▶ **Task goal**
Rewrite the material starting at the line with "Mark the region of every instance of the **sky**." and ending after the line with "M40 26L67 22L85", replacing "Reply" with "Response" and leaving everything else as is.
---- Excerpted records
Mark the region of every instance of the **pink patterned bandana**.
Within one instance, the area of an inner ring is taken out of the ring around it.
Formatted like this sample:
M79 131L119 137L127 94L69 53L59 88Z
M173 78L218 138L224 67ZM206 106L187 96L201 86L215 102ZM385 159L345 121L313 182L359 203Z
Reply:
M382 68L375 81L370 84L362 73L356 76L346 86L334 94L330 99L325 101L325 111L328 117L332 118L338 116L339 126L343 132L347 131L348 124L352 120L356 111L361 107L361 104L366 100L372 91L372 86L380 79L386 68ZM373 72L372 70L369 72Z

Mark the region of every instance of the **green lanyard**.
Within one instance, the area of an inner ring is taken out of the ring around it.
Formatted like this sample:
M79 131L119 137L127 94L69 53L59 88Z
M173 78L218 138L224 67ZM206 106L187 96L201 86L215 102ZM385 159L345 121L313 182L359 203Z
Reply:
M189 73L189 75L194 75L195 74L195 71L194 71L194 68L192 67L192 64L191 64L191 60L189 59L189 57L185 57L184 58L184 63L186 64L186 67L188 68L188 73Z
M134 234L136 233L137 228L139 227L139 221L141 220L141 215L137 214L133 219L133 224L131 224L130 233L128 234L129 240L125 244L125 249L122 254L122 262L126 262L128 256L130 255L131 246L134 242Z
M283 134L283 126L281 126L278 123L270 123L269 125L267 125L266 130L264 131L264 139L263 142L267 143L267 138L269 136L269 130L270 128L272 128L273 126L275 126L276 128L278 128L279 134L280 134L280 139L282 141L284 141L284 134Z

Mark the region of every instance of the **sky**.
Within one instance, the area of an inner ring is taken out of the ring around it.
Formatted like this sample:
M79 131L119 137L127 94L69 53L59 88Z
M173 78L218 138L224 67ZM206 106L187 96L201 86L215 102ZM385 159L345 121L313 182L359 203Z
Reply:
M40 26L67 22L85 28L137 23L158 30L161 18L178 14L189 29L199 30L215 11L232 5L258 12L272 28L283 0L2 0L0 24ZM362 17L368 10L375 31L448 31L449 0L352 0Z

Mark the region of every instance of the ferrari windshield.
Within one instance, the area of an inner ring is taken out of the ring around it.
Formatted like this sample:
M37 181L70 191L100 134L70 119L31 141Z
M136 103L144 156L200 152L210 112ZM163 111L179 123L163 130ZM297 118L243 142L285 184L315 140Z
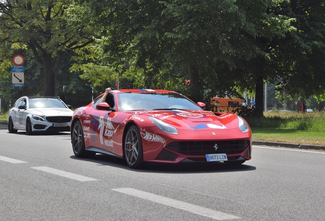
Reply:
M120 111L166 109L202 110L183 96L175 93L122 92L118 95Z
M29 99L29 108L67 108L58 99L40 98L30 98Z

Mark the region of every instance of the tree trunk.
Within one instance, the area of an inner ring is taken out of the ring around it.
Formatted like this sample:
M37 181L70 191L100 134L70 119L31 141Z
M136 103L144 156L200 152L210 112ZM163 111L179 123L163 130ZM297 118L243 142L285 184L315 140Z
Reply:
M256 82L255 97L256 116L258 118L263 117L263 78L258 76Z
M47 96L55 96L55 86L56 77L59 70L59 64L61 60L60 54L58 55L54 60L52 55L45 54L44 55L43 66L44 68L44 92L43 95Z
M191 84L190 88L191 90L192 97L190 98L194 102L203 102L204 97L203 92L201 91L200 82L199 81L199 73L196 67L194 64L189 65L189 74Z

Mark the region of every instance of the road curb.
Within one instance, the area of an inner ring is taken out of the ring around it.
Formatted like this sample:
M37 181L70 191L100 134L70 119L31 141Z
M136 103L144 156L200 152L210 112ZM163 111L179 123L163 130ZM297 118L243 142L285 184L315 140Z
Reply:
M261 146L271 146L279 147L287 147L302 149L313 149L325 150L325 146L309 144L292 144L270 141L253 141L253 145Z

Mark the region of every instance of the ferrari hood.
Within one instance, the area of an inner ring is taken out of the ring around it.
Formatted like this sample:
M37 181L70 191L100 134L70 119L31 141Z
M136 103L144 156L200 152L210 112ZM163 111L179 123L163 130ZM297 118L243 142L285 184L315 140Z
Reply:
M44 116L71 116L74 112L70 109L62 108L44 108L30 109L31 114Z
M213 112L204 110L159 110L144 112L138 114L156 118L176 128L183 129L211 128L215 130L238 127L237 115L230 113L217 116Z

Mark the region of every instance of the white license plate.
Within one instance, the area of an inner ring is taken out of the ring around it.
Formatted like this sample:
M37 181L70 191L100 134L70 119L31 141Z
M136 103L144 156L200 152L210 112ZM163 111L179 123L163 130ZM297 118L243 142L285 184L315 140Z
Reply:
M206 161L226 161L227 155L225 153L216 153L212 154L205 154Z
M66 123L53 124L53 126L67 126L67 124Z

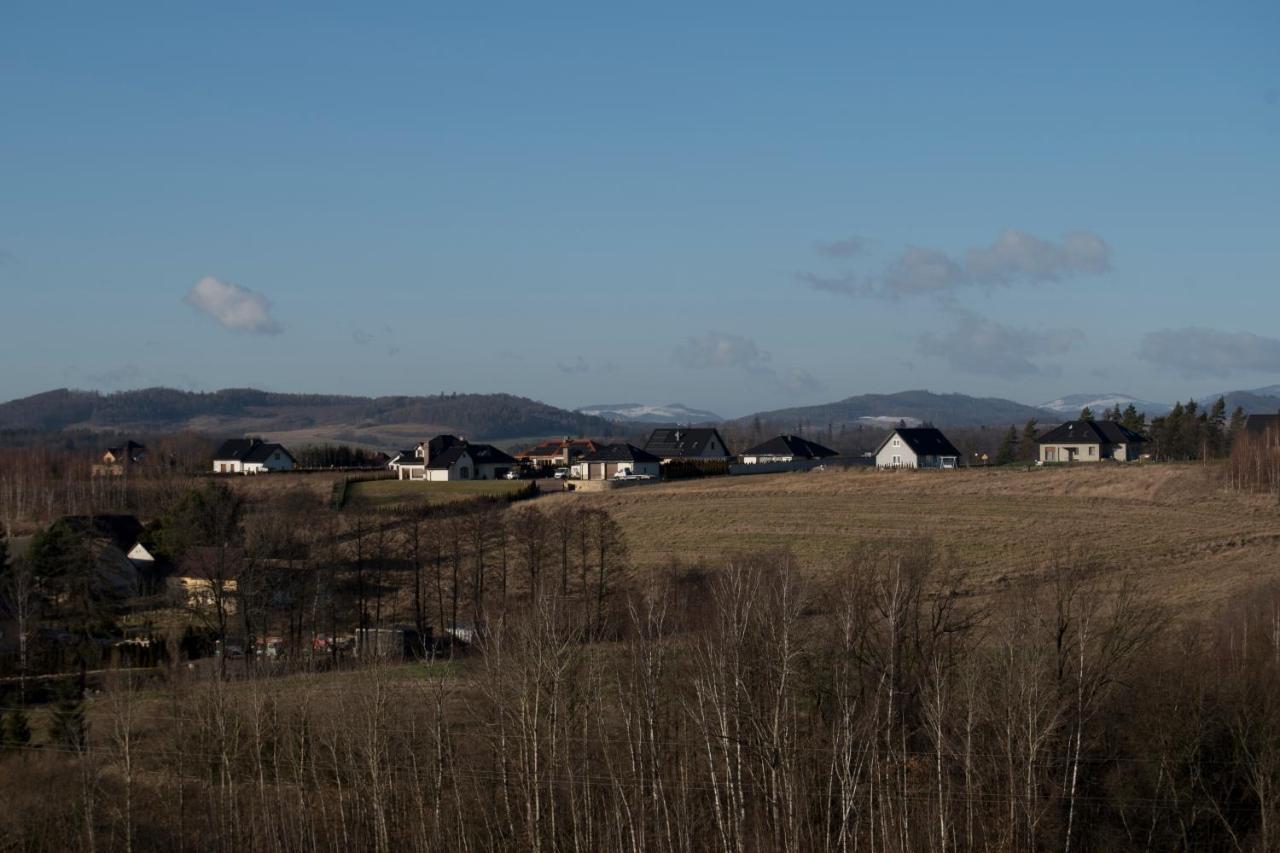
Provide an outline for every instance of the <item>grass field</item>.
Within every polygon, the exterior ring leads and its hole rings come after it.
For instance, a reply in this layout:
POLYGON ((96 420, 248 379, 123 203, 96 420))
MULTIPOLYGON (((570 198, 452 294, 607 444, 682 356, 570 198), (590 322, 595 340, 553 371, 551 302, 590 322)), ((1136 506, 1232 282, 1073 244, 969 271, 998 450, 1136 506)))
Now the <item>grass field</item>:
POLYGON ((960 564, 968 592, 983 594, 1043 573, 1079 546, 1184 608, 1280 579, 1280 507, 1229 493, 1219 478, 1198 465, 847 470, 663 483, 538 505, 609 510, 640 570, 788 549, 822 573, 859 546, 927 537, 960 564))
POLYGON ((372 508, 451 503, 480 496, 502 497, 518 492, 527 485, 527 482, 521 480, 454 480, 451 483, 371 480, 351 484, 347 492, 347 506, 353 508, 372 508))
--------
▶ **Exercise result**
Mark the region of every instance of the **sky**.
Within one instance, the area of an inner ring is taken out of the ring around it.
Formatted like this sample:
M79 131L119 137L127 94L69 53L59 88Z
M173 78L218 138L224 67ZM206 106L187 96L201 86L215 102ZM385 159L345 121L313 182L359 203Z
Response:
M40 26L67 22L85 28L137 23L158 30L161 18L178 14L189 29L199 30L215 11L232 5L258 12L272 28L283 0L2 0L0 24ZM362 17L368 10L375 31L448 31L449 0L352 0Z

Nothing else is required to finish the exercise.